→ **Work instructions**
A – In the passage below about the Stingray case, where did the provider's information place the phone?
B – In the Stingray passage below, retype the text from "For those of" up to and including "as they want.".

→ **Provided passage**

A Federal judge in New York tossed evidence in a drug bust based on the use of a Stingray cell site simulator,  But the devil is in the details.  To be clear, this is not about getting a warrant to use a Stingray and catching a drug dealer.  This is about lying to or omitting key facts from a Federal judge when asking that judge to sign a warrant.

For those of you who read my blog, you know that I have written about Stingray cell site simulators several times.  Those devices Hoover up huge quantities of cell phone and text message traffic and then the agency that collected it is free to go through that data – not just to find that one bad guy, but also so go on a fishing expedition to see what else might be there.  And, they get to keep all that data for as long as they want.

So what happened in New York?

The Feds were looking for a possible drug deal that was going to move large quantities of drugs from South America.  As part of their investigation, they received a wiretap warrant to monitor traffic between two suspected drug traffickers.  Curiously, the traffic that they were going to monitor was done on Blackberrys.  Until recently, we thought that Blackberrys were secure.  Then we found out that Blackberry was secretly intercepting Blackberry traffic without the hassle of pesky warrants and handing that over to anyone who asked (law enforcement agencies only, we assume).

Then the DEA asked for a warrant to get location information for the phone.  What they told the judge was that they were going to ask the cell provider for that information.  So far, so good.

They did, in fact, get that information from the provider, but that only told them that the phone in question was in the area of Broadway and 177th Street in Manhattan.

→ **Given information**

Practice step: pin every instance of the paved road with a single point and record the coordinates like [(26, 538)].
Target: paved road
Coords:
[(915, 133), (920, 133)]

→ **Final results**
A – In the area of Broadway and 177th Street in Manhattan.

B –
For those of you who read my blog, you know that I have written about Stingray cell site simulators several times.  Those devices Hoover up huge quantities of cell phone and text message traffic and then the agency that collected it is free to go through that data – not just to find that one bad guy, but also so go on a fishing expedition to see what else might be there.  And, they get to keep all that data for as long as they want.